Tasks to carry out
- 1) Please list every person mentioned by name in the magazine excerpt.
- 2) Render this sentence from the magazine excerpt in Spanish: "It is a vital reminder that though what happens in the physical world may be comparable and measurable, what occurs in the spiritual and in the sphere of intelligence is not."

But the story of Mukaburung—the woman who initiates this “ritual,” and whose husband will come to exact an unsparing vengeance against her—is not one of love, but of force, and the brutalities that difference encourages us to take against one another. At the base of this vivid and seemingly timeless story is the basis of what unites, which more often than common understanding is common enmity, and how exile is not simply a physical condition but an enduring psychological warfare, perpetrated amidst the closest of intimacies, the most minute of differences.

In this issue’s Brave New World Literature feature, Catalan writer Montserrat Roig’s “From Me to Us” is a sonorous dissection of the writer’s perpetual adolescence: “solitary and narcissistic, and every once in a while, they say something painful but true.” The egoism and all-consuming conviction of feelings, most potent in teenagerhood, is amongst what fuels literature and entitles emotion to language, but in this essay, translated into a wondrously melodious English by Eva Dunsky, Roig laments the prestige given to what is perceived as the writer’s inextricable romance with annihilation and suffering: “These disheveled romantics rely on feeling offended and humiliated to write; they forget that writing is a job like any other, and to think otherwise is to denigrate the work. They believe themselves inspired by an abusive divine conscience.” To assume that the power of literature must be catalysed by a dramatic, immense terror undermines what is profound and fecund in the daily matters of life, the terrors and tragedies and wonders of a more discrete, but equally worldly reverberation. It is a vital reminder that though what happens in the physical world may be comparable and measurable, what occurs in the spiritual and in the sphere of intelligence is not. The bold overcome of adolescence may be frivolous or temporary, but immense as they are happening.

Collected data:
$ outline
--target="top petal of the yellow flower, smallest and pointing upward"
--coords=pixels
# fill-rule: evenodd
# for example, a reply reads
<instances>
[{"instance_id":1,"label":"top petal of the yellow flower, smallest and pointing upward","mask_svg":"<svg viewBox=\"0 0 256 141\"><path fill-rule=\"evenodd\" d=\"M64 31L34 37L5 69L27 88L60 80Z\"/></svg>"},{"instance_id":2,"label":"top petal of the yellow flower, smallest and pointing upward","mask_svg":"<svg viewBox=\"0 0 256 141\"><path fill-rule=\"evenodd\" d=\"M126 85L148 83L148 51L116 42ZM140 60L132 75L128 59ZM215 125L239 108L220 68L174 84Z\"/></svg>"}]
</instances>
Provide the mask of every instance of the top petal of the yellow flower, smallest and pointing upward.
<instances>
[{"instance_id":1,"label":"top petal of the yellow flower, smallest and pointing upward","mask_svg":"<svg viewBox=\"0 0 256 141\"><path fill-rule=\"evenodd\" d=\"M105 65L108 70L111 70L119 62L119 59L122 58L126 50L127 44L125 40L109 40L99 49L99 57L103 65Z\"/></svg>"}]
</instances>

Solutions to the tasks
- 1) Mukaburung, Montserrat Roig, Eva Dunsky

- 2) Es un recordatorio vital de que, aunque lo que sucede en el mundo físico pueda ser comparable y medible, lo que ocurre en lo espiritual y en la esfera de la inteligencia no lo es.